→ **WHAT TO WORK ON**
Reproduce the records below verbatim, starting at the line that contains "Keypoint placement: for each instance of the cloudy" and continuing through the end of the records.

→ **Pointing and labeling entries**
[BEGIN]

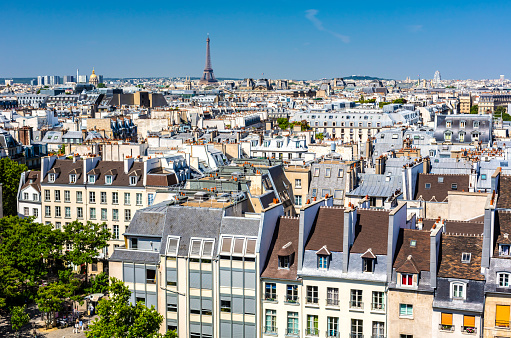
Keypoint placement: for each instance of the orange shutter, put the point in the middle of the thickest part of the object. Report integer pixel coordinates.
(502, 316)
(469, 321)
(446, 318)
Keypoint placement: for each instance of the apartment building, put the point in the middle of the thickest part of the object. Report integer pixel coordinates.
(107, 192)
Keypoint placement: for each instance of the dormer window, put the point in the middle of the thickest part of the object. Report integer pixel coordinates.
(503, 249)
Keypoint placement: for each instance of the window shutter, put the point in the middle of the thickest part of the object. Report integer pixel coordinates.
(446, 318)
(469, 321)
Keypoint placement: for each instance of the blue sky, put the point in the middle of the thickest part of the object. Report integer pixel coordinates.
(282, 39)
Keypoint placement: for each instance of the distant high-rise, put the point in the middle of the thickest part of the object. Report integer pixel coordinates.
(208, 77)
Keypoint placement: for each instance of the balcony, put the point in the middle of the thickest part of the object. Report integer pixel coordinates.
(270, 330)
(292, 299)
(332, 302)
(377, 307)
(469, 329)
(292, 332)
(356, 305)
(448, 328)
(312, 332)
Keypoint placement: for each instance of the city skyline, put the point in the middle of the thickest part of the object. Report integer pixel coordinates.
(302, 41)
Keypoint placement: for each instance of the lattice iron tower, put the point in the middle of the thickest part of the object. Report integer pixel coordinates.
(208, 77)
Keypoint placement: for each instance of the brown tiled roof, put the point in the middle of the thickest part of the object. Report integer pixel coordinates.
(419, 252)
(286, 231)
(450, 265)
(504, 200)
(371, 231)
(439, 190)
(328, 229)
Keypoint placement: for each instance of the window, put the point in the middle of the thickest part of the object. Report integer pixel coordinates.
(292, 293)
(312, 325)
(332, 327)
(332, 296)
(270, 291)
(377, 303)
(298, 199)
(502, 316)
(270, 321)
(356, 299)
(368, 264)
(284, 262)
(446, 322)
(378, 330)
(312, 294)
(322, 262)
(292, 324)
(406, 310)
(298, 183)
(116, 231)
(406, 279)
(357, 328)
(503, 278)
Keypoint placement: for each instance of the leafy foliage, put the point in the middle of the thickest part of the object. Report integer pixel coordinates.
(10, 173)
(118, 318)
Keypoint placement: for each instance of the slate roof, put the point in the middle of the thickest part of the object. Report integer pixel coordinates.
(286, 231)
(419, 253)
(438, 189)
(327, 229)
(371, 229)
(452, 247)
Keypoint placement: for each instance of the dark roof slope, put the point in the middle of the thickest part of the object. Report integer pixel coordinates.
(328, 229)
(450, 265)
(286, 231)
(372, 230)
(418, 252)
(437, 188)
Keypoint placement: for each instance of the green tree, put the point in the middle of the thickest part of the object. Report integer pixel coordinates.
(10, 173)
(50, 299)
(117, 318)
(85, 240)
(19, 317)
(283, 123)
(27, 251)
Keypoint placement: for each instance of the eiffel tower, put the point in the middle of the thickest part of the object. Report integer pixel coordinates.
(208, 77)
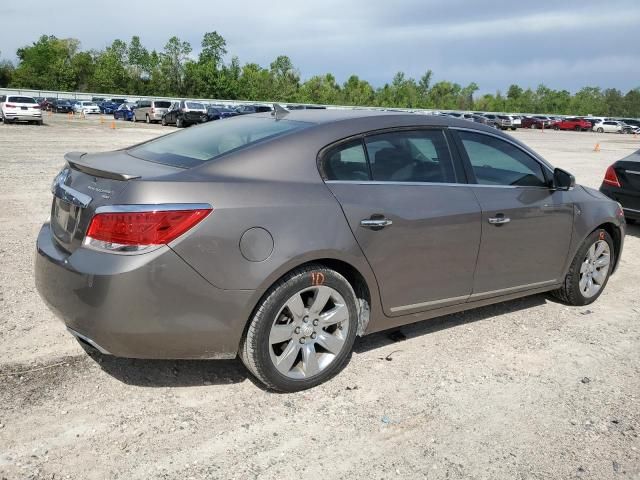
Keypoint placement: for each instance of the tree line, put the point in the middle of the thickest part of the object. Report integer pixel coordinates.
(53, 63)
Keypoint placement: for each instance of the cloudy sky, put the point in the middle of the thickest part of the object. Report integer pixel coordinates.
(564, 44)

[END]

→ **WRITTEN SOLUTION**
Keypoint placement: for each instance of the cloudy sky, put the point in the middle of the thickest part of the object. Report integer pixel coordinates.
(564, 44)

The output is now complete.